Supplied passage =>
Below are the best examples of said template on how to use great stock characters, the huge difference is the following series ran with them. Gave the characters nuance and foibles. Not only stock characters, but real, well-rounded people we got to know. They weren’t always right or even good, but always human and always, always funny!

“The Mary Tyler Moore Show” -every show has the main kid, the well balanced one- usually told from this character’s POV, they tend to balance out the wackiness created by the others; Mary Richards was the sane one who balanced everyone else out. Dorothy from “The Golden Girls” and Andy Taylor on “The Andy Griffith Show” did the same on their respective series.

Exercise instructions =>
1 - In the sitcom passage, which character on "The Mary Tyler Moore Show" is described as the sane one who balanced everyone else out?
2 - Reproduce the sitcom passage word for word, from "Below are the" up to and including "their respective series.".
The data has no connection to the sitcom passage.

Entries supplied =>
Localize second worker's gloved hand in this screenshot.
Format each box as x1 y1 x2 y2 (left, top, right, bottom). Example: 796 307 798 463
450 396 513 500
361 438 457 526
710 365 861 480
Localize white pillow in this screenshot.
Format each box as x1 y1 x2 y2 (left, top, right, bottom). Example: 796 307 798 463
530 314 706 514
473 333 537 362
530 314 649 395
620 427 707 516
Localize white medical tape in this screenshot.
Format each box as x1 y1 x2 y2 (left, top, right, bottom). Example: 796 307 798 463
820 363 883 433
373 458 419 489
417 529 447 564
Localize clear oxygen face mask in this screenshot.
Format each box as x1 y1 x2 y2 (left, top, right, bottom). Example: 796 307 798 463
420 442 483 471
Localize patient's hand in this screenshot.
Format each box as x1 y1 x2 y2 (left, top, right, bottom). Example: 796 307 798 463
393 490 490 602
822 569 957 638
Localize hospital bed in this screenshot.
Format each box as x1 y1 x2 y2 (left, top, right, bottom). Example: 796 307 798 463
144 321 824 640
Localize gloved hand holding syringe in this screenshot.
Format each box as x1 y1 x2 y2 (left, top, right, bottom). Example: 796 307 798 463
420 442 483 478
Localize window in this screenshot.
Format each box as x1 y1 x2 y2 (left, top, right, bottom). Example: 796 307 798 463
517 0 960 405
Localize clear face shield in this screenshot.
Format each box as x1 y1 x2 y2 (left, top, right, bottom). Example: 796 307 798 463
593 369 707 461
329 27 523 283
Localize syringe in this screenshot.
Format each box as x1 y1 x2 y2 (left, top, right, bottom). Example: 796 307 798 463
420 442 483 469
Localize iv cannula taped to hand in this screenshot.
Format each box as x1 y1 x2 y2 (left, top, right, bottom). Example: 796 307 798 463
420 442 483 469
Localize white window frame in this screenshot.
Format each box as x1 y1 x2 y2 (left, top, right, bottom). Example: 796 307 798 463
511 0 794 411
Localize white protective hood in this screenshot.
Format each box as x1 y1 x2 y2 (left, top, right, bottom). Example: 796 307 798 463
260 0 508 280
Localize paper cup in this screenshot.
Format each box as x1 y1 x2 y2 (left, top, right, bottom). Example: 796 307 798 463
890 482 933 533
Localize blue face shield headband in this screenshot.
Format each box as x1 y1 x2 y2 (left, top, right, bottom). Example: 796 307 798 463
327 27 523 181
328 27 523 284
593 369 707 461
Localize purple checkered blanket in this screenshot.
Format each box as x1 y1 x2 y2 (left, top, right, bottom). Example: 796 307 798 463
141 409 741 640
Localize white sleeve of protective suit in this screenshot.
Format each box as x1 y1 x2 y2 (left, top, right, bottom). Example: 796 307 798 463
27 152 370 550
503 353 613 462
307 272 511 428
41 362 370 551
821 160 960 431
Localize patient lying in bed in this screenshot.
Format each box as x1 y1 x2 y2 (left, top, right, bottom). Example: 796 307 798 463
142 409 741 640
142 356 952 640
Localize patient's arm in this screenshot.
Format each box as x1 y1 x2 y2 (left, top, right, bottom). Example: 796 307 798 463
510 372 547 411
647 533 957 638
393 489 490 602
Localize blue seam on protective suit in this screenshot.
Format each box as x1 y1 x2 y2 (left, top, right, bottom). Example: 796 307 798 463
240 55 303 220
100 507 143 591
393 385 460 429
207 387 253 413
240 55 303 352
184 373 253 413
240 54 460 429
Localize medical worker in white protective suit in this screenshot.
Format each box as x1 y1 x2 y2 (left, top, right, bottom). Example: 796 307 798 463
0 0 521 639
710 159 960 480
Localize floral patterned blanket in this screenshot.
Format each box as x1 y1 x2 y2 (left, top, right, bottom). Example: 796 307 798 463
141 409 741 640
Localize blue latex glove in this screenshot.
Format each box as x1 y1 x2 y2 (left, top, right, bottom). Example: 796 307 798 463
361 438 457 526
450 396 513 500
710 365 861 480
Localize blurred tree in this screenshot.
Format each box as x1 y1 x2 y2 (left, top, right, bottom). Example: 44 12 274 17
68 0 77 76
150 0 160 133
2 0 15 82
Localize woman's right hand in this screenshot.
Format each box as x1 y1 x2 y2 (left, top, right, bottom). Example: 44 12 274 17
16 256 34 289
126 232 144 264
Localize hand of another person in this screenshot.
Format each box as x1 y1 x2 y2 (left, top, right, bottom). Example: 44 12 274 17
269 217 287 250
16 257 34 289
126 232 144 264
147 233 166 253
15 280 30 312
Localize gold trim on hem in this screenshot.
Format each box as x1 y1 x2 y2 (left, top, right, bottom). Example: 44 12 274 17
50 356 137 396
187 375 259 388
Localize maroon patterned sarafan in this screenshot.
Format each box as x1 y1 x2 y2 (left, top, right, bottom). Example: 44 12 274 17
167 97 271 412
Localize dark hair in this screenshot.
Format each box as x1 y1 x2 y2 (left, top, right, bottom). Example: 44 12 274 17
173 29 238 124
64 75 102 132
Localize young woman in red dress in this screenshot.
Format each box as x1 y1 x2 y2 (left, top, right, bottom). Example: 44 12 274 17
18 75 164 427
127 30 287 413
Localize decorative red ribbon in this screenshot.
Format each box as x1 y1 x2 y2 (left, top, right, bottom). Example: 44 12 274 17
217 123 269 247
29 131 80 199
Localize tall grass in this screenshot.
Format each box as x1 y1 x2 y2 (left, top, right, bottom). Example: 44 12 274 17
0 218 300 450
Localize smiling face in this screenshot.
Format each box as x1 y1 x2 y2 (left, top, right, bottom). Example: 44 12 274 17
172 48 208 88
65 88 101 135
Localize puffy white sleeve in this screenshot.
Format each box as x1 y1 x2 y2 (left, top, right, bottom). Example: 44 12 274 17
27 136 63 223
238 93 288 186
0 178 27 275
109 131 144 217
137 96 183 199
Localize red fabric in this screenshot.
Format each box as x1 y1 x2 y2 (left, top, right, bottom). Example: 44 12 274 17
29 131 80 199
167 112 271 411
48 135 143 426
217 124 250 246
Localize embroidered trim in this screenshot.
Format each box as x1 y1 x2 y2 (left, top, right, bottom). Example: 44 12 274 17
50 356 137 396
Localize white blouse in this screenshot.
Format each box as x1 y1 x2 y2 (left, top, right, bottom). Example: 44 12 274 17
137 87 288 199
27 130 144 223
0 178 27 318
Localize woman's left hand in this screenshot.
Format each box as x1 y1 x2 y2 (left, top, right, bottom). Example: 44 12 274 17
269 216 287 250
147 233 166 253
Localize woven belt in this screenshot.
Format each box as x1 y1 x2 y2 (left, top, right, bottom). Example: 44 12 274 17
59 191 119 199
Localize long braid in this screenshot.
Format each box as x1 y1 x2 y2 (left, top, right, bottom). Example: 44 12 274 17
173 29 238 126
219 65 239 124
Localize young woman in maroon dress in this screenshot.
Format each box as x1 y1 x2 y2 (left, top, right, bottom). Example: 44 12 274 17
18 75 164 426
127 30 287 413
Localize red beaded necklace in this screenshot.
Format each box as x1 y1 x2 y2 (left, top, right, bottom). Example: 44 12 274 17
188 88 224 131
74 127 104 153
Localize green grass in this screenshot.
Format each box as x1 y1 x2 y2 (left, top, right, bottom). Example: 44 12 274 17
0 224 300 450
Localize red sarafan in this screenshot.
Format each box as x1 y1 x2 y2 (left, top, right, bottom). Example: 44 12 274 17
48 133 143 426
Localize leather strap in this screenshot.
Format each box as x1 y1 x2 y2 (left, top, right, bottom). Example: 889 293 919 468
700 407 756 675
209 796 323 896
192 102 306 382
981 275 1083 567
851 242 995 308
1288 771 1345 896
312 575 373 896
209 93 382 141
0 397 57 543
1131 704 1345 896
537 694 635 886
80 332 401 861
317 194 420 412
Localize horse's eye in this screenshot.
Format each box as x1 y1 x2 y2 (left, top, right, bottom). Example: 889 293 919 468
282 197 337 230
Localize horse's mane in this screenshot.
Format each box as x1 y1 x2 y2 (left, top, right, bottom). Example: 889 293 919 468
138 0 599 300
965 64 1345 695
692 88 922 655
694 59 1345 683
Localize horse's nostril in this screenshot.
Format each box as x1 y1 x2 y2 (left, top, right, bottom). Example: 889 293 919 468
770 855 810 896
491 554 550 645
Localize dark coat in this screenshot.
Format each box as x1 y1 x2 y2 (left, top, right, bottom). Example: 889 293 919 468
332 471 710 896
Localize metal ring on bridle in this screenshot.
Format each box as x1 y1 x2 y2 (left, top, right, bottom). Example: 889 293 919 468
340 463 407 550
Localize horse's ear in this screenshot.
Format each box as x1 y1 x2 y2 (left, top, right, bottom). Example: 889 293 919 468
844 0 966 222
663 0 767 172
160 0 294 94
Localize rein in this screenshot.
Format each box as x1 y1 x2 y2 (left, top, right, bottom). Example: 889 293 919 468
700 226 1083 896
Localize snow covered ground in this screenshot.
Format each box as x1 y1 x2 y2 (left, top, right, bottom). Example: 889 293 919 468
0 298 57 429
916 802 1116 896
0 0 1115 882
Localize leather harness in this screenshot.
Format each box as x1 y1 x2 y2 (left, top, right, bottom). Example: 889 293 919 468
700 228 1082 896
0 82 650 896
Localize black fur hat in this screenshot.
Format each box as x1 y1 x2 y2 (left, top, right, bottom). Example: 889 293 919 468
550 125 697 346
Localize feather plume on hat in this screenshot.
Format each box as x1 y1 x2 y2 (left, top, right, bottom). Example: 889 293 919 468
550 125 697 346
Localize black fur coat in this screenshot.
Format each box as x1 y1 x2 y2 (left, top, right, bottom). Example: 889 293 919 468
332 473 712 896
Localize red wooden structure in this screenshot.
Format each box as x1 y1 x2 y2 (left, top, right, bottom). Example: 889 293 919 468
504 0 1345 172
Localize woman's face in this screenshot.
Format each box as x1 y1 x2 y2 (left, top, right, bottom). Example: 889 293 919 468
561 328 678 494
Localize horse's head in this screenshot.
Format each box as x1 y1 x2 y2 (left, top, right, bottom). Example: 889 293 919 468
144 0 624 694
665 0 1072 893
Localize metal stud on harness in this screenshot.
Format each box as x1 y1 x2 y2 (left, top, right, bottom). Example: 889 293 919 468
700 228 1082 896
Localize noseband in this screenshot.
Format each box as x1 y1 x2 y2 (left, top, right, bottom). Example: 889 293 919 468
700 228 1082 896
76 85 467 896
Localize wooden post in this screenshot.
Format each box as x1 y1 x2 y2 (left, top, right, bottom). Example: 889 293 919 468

Solutions to the exercise =>
1 - Mary Richards

2 -
Below are the best examples of said template on how to use great stock characters, the huge difference is the following series ran with them. Gave the characters nuance and foibles. Not only stock characters, but real, well-rounded people we got to know. They weren’t always right or even good, but always human and always, always funny!

“The Mary Tyler Moore Show” -every show has the main kid, the well balanced one- usually told from this character’s POV, they tend to balance out the wackiness created by the others; Mary Richards was the sane one who balanced everyone else out. Dorothy from “The Golden Girls” and Andy Taylor on “The Andy Griffith Show” did the same on their respective series.